» **Exercise prompt**
The line that contains "tree, written as integer pixel values." and every line after it, down to the last one, must be restated word for word, with no pictures.

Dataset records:
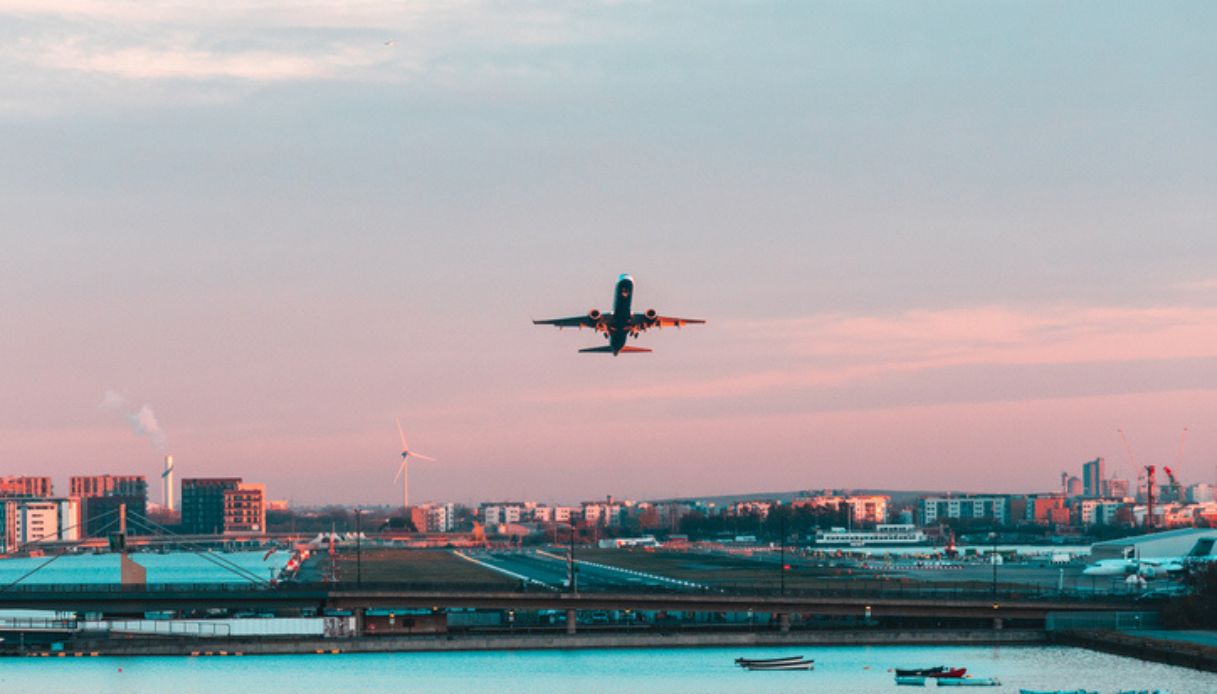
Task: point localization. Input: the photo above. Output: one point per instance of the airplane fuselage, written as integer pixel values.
(618, 329)
(618, 325)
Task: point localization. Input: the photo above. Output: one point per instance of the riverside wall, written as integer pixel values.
(1156, 647)
(253, 645)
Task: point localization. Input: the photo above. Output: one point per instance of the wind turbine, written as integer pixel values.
(403, 470)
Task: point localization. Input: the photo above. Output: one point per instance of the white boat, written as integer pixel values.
(742, 661)
(767, 666)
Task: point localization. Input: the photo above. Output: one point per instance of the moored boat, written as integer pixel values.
(791, 665)
(920, 671)
(742, 661)
(953, 673)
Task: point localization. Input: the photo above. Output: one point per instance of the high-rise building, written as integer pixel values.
(29, 520)
(1092, 479)
(101, 497)
(167, 485)
(26, 487)
(245, 509)
(202, 504)
(1074, 486)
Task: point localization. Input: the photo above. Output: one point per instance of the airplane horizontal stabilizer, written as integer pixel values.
(610, 350)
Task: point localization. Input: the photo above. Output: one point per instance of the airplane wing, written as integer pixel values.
(575, 320)
(649, 319)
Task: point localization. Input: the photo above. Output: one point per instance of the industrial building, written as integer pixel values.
(202, 504)
(936, 509)
(102, 494)
(245, 509)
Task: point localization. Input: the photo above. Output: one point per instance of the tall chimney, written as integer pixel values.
(167, 483)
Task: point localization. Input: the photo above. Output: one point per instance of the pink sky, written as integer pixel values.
(934, 251)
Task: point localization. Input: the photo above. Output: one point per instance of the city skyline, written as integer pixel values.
(934, 253)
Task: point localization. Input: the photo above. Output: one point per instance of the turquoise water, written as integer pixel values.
(837, 669)
(172, 567)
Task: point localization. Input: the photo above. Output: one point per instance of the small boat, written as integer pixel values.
(953, 673)
(768, 666)
(920, 671)
(742, 661)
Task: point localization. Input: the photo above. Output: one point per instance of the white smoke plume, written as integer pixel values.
(142, 420)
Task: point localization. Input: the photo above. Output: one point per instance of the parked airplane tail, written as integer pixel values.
(610, 350)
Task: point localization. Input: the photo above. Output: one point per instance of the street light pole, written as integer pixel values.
(993, 560)
(572, 571)
(781, 565)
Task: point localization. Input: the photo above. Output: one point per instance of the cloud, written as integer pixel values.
(142, 420)
(270, 42)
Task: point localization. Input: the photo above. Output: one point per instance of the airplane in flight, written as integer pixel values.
(621, 324)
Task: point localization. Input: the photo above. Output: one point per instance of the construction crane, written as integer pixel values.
(1175, 490)
(1149, 496)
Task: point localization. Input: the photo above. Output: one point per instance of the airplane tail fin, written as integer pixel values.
(609, 350)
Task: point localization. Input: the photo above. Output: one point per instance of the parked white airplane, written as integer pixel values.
(1153, 567)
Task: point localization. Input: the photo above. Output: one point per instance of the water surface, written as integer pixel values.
(634, 671)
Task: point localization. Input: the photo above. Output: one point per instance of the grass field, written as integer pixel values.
(437, 566)
(716, 569)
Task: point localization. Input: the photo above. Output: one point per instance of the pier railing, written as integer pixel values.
(826, 588)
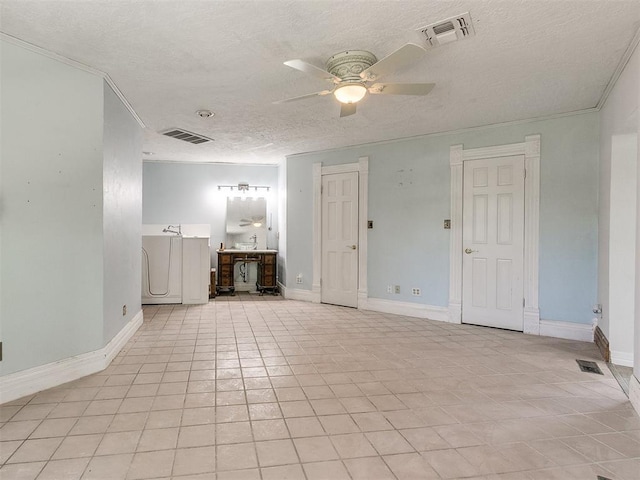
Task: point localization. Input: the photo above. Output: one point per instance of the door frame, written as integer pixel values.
(362, 168)
(530, 148)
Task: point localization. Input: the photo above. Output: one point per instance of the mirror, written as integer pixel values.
(246, 223)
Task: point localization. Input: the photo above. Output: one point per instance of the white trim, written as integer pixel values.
(36, 379)
(622, 358)
(298, 294)
(634, 392)
(363, 213)
(530, 148)
(79, 66)
(569, 330)
(362, 168)
(459, 131)
(407, 309)
(317, 232)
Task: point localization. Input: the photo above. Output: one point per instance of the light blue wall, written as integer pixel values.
(122, 214)
(409, 197)
(182, 193)
(51, 196)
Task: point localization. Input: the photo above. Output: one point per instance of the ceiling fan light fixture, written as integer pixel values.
(350, 93)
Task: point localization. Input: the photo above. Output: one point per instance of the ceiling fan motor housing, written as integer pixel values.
(348, 65)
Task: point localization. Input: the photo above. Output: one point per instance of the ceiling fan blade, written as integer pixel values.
(302, 97)
(401, 88)
(347, 109)
(393, 61)
(312, 70)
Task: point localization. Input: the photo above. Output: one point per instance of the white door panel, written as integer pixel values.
(340, 239)
(493, 242)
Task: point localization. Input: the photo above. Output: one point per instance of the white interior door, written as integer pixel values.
(493, 242)
(339, 277)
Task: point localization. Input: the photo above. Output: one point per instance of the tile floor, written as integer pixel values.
(278, 390)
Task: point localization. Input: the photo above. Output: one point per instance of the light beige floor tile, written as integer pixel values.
(315, 449)
(78, 446)
(591, 448)
(352, 445)
(410, 466)
(247, 474)
(300, 408)
(36, 450)
(21, 471)
(285, 472)
(18, 430)
(191, 461)
(305, 427)
(237, 432)
(368, 468)
(269, 430)
(91, 424)
(70, 469)
(338, 424)
(164, 419)
(389, 442)
(54, 427)
(276, 452)
(196, 436)
(158, 439)
(7, 449)
(450, 464)
(264, 411)
(151, 465)
(236, 457)
(330, 470)
(124, 422)
(198, 416)
(411, 388)
(118, 442)
(371, 421)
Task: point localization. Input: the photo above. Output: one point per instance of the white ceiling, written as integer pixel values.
(528, 59)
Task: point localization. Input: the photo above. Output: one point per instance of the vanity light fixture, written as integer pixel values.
(244, 187)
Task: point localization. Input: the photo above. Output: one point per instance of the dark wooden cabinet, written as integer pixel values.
(267, 269)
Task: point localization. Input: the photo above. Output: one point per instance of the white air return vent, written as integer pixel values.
(185, 136)
(447, 31)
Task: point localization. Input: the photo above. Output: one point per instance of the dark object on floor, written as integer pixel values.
(589, 367)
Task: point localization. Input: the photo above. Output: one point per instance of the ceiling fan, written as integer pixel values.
(256, 221)
(355, 72)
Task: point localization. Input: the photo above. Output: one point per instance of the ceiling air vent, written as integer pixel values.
(447, 31)
(185, 136)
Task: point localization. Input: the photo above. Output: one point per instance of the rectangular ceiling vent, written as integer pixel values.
(447, 31)
(185, 136)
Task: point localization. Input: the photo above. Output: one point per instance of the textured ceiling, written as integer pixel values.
(529, 58)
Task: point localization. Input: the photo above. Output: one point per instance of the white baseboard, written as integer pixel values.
(407, 309)
(634, 393)
(32, 380)
(622, 358)
(296, 294)
(569, 330)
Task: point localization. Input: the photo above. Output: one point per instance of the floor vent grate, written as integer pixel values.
(589, 367)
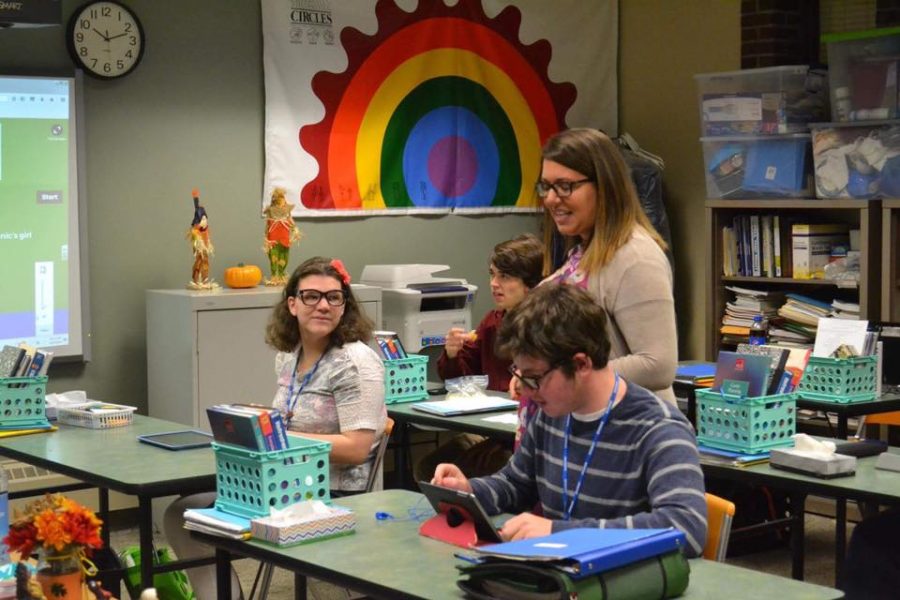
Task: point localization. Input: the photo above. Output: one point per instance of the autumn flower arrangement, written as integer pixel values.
(59, 529)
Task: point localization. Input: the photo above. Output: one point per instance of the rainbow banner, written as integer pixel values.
(399, 107)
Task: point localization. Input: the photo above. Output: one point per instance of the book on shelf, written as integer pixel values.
(811, 246)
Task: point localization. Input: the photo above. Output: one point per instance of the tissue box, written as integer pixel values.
(339, 521)
(835, 465)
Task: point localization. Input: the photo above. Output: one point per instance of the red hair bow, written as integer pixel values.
(338, 266)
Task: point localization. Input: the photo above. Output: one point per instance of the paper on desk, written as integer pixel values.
(831, 333)
(505, 418)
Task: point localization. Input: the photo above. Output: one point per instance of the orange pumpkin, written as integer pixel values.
(242, 276)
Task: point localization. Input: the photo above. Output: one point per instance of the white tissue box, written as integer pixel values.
(339, 521)
(834, 465)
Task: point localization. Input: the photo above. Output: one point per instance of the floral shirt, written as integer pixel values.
(345, 392)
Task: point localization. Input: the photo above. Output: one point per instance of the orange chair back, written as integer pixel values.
(719, 514)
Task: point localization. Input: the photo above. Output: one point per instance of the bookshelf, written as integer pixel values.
(858, 214)
(890, 260)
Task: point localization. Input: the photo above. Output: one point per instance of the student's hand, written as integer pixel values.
(456, 337)
(524, 526)
(449, 475)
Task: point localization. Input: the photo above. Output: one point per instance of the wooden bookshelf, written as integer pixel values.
(858, 214)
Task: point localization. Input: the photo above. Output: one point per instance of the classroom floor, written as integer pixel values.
(819, 563)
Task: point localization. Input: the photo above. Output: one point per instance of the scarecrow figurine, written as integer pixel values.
(201, 245)
(280, 233)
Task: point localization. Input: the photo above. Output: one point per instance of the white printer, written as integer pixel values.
(420, 307)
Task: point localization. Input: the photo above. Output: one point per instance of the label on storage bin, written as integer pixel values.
(732, 108)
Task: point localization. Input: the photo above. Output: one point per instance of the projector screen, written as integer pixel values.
(43, 303)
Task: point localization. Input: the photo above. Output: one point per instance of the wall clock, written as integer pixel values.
(105, 38)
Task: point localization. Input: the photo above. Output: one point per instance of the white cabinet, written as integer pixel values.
(206, 348)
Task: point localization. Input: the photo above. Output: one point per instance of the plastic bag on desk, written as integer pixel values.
(468, 386)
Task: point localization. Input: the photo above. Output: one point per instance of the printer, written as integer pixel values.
(418, 306)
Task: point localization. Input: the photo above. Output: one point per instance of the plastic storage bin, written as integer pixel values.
(758, 166)
(22, 403)
(839, 380)
(96, 415)
(769, 100)
(857, 160)
(249, 483)
(746, 425)
(863, 71)
(405, 379)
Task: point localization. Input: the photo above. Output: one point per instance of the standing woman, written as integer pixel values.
(330, 383)
(613, 252)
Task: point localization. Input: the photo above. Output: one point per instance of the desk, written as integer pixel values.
(868, 484)
(113, 459)
(405, 416)
(884, 403)
(389, 559)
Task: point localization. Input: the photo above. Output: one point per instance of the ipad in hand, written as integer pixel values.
(460, 506)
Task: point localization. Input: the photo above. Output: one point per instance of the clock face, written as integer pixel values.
(106, 39)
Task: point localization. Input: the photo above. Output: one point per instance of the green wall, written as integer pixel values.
(192, 115)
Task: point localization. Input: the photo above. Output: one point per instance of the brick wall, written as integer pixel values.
(779, 32)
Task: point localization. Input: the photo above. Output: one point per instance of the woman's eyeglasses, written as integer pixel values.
(562, 188)
(313, 297)
(532, 382)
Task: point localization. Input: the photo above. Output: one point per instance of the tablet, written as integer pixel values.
(178, 440)
(446, 500)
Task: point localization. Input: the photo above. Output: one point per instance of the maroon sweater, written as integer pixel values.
(478, 358)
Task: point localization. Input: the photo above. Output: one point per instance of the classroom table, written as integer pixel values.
(882, 404)
(867, 484)
(113, 459)
(389, 559)
(406, 417)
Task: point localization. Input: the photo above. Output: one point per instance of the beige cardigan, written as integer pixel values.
(635, 289)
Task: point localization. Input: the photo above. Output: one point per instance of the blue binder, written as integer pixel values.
(586, 551)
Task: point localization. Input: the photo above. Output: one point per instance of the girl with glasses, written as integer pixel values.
(613, 252)
(330, 387)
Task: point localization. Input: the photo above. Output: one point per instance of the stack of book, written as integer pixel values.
(217, 522)
(24, 361)
(845, 310)
(248, 425)
(739, 313)
(801, 316)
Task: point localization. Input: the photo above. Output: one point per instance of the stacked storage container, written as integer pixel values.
(857, 154)
(755, 132)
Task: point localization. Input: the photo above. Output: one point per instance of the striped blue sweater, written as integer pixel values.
(645, 472)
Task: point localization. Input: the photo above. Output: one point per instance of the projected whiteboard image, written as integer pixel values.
(39, 234)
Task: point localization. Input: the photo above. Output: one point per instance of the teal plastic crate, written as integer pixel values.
(746, 425)
(405, 379)
(22, 403)
(249, 483)
(839, 380)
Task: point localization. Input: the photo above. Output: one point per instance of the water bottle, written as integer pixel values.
(4, 515)
(759, 331)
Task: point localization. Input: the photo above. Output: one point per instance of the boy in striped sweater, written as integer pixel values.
(630, 458)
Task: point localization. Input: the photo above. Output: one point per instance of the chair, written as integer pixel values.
(719, 514)
(265, 571)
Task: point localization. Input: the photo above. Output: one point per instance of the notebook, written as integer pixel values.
(465, 405)
(584, 551)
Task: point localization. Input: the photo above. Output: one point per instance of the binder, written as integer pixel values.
(582, 552)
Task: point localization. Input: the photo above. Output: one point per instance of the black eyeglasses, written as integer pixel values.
(562, 188)
(532, 382)
(312, 297)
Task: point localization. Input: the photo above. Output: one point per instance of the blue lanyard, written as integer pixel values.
(587, 459)
(292, 399)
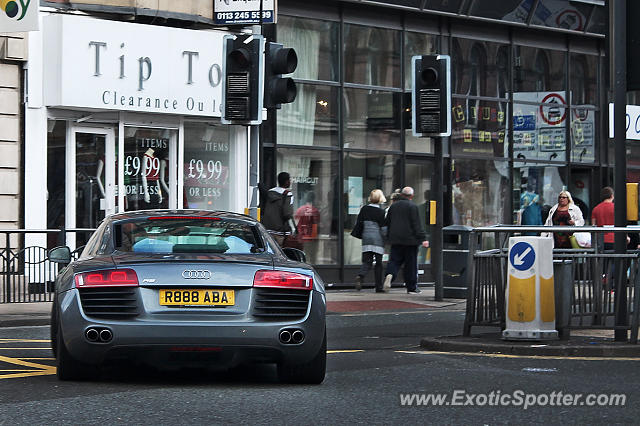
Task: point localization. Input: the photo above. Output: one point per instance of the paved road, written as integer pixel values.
(373, 358)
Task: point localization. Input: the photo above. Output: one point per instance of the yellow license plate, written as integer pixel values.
(197, 297)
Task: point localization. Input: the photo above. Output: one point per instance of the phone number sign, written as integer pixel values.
(244, 12)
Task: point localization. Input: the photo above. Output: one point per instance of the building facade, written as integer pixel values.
(528, 95)
(115, 85)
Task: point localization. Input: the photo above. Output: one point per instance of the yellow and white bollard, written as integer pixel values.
(530, 302)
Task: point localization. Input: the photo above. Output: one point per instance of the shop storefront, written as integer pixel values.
(526, 112)
(125, 116)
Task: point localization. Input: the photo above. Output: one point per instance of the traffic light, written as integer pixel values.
(243, 68)
(431, 95)
(277, 89)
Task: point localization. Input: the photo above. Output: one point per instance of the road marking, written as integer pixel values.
(578, 358)
(40, 369)
(25, 349)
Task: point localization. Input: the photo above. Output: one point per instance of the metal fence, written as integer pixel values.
(26, 274)
(603, 288)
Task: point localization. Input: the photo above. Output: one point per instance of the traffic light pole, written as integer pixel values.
(436, 235)
(618, 57)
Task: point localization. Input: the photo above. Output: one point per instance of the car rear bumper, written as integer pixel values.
(225, 343)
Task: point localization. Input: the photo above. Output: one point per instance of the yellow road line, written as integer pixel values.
(487, 355)
(48, 372)
(22, 349)
(43, 359)
(41, 369)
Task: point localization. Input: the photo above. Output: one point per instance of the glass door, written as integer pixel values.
(90, 179)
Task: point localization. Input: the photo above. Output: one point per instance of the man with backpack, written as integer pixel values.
(277, 209)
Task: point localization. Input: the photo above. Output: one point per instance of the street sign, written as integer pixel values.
(245, 12)
(522, 256)
(530, 295)
(552, 114)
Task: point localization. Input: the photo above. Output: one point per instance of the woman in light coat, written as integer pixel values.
(374, 232)
(564, 213)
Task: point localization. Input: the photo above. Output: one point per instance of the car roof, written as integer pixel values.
(142, 214)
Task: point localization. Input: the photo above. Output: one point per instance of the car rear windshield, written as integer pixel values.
(186, 235)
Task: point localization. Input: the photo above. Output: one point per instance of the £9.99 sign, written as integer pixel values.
(134, 166)
(198, 170)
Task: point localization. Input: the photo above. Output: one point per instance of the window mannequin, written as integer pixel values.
(99, 171)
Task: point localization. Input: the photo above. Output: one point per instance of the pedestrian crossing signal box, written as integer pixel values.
(431, 95)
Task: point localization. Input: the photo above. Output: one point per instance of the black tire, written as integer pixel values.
(311, 373)
(68, 367)
(53, 328)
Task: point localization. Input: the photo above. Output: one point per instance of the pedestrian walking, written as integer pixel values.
(405, 234)
(371, 229)
(278, 209)
(603, 215)
(564, 213)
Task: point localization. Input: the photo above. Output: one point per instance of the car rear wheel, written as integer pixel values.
(311, 372)
(68, 367)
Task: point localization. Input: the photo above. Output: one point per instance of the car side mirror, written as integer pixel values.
(295, 254)
(60, 254)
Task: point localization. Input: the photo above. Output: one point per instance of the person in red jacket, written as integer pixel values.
(603, 214)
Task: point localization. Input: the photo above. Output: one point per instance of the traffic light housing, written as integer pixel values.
(279, 60)
(431, 95)
(243, 68)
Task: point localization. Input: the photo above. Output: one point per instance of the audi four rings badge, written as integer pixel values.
(196, 274)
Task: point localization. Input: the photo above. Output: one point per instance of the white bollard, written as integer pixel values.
(529, 299)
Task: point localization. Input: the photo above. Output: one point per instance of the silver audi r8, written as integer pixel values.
(175, 288)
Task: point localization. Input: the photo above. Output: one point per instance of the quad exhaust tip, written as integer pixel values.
(98, 335)
(291, 336)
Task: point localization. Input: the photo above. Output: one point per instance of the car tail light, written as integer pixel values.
(107, 278)
(282, 279)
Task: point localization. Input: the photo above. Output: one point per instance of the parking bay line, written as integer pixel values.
(40, 369)
(551, 357)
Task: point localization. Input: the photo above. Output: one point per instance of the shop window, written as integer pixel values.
(583, 79)
(479, 128)
(56, 172)
(513, 11)
(561, 14)
(364, 172)
(314, 184)
(535, 191)
(316, 44)
(372, 56)
(208, 167)
(538, 70)
(583, 132)
(312, 119)
(372, 119)
(539, 131)
(147, 167)
(479, 188)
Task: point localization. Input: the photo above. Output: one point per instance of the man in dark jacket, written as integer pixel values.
(278, 209)
(405, 234)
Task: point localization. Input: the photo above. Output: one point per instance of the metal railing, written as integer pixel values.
(26, 273)
(604, 287)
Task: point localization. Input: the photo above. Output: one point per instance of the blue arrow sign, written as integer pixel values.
(522, 256)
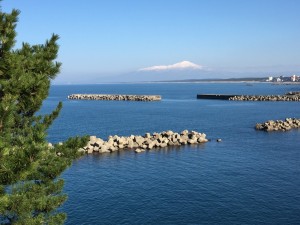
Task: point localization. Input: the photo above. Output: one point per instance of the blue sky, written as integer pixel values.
(108, 38)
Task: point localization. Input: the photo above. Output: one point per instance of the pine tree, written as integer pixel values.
(30, 187)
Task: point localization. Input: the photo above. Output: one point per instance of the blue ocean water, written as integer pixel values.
(251, 177)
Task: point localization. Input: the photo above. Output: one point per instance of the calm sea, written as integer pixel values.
(251, 177)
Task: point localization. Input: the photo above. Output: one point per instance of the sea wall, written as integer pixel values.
(114, 97)
(279, 125)
(290, 96)
(142, 143)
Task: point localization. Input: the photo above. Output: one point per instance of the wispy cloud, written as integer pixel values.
(176, 66)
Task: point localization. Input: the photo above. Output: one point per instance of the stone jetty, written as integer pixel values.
(115, 97)
(290, 96)
(142, 143)
(279, 125)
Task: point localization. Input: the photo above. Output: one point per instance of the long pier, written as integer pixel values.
(215, 96)
(115, 97)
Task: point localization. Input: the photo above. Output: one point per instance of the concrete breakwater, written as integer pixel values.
(279, 125)
(290, 96)
(114, 97)
(142, 143)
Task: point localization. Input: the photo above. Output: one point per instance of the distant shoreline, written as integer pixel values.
(192, 81)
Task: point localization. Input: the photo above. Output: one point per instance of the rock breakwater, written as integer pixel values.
(114, 97)
(290, 96)
(143, 143)
(279, 125)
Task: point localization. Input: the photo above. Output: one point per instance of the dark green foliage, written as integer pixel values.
(30, 188)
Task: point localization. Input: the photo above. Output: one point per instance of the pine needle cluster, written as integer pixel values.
(30, 187)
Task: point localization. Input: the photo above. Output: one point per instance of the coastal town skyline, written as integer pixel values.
(110, 39)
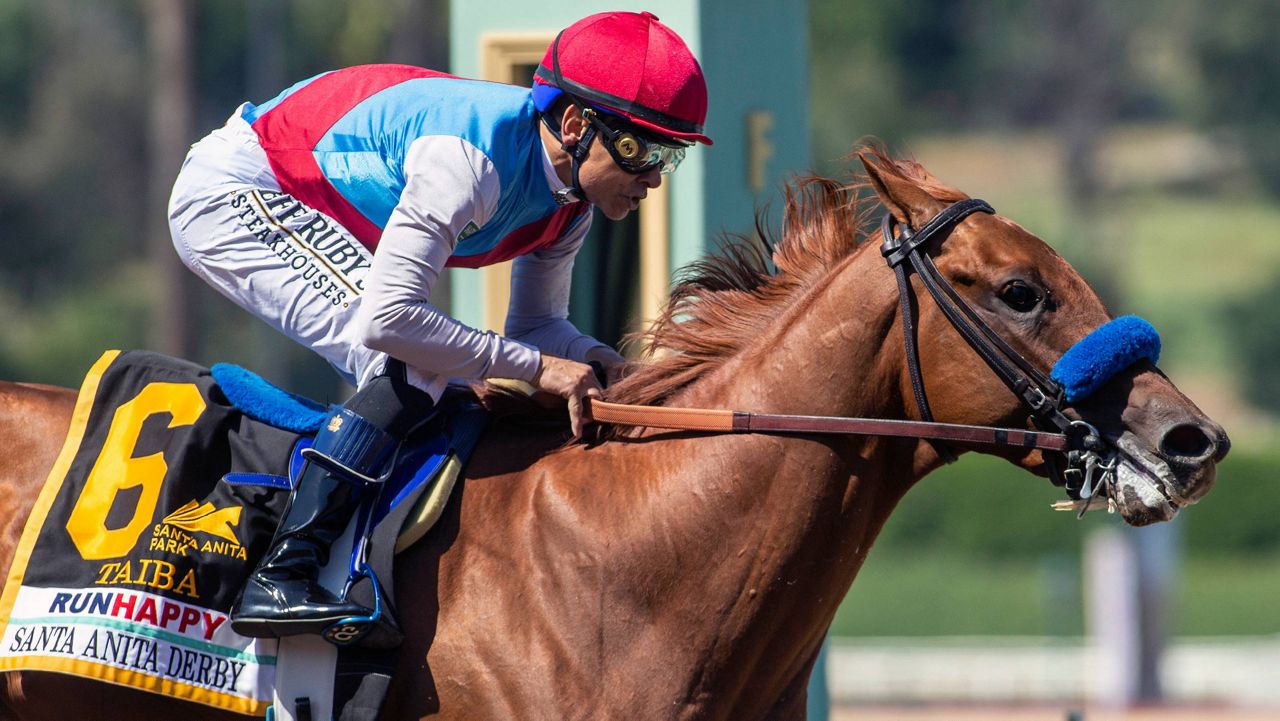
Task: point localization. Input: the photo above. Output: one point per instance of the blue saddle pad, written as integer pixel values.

» **Written reply**
Task: point localization. Input: the photo above. Output: one point per instance of the pine tree, written as integer pixel values.
(30, 187)
Task: point localization. Input: the photo above. Output: one point per instance of the blue ocean water, written as integer pixel values.
(251, 177)
Task: point localization. Input: the photo above. Output: one point per instance of the calm sea, written as integer pixel values.
(251, 177)
Task: point localization. Input: the photo above. Output: one point per instance of the sea wall, written as integer pixel values.
(114, 97)
(279, 125)
(290, 96)
(142, 143)
Task: point localization. Input: the photo above. Output: one point per instance of the wispy cloud, written as integer pixel values.
(176, 66)
Task: point localization. Input: the photo above. Output: one point per instance of the stone jetty, written as integer pixel values.
(115, 97)
(290, 96)
(142, 143)
(279, 125)
Task: point localization. Input: the photo above. Output: one point per instance of the long pier, written as integer pixel values.
(215, 96)
(115, 97)
Task: point localization. Input: the photo above. Output: one point per instance of the concrete breakwater, written as integer pixel values.
(279, 125)
(290, 96)
(114, 97)
(142, 143)
Task: point localization. Input: the photo above. Output: one point per instance of the distant shoreline, written as integer pixel values.
(192, 81)
Task: point localization. Input: the photo above. Output: one point per instance of the rock breakwater, written as integer pixel values.
(114, 97)
(290, 96)
(143, 143)
(279, 125)
Task: point localization. Input: the photo above. Output: one point per instance of the dark green foliage, written as integer pixel values.
(30, 188)
Task: point localization. Input: the photo above. Output: one point per instance of the pine needle cluster, written as integer pixel values.
(30, 187)
Task: point localization. Input: the photo above. Output: one point per instance of the coastal town skyline, written as integer pixel values.
(110, 39)
Task: point localization. Input: the photo above. Output: one point per instance of the blue saddle pad, written as integer pixel values.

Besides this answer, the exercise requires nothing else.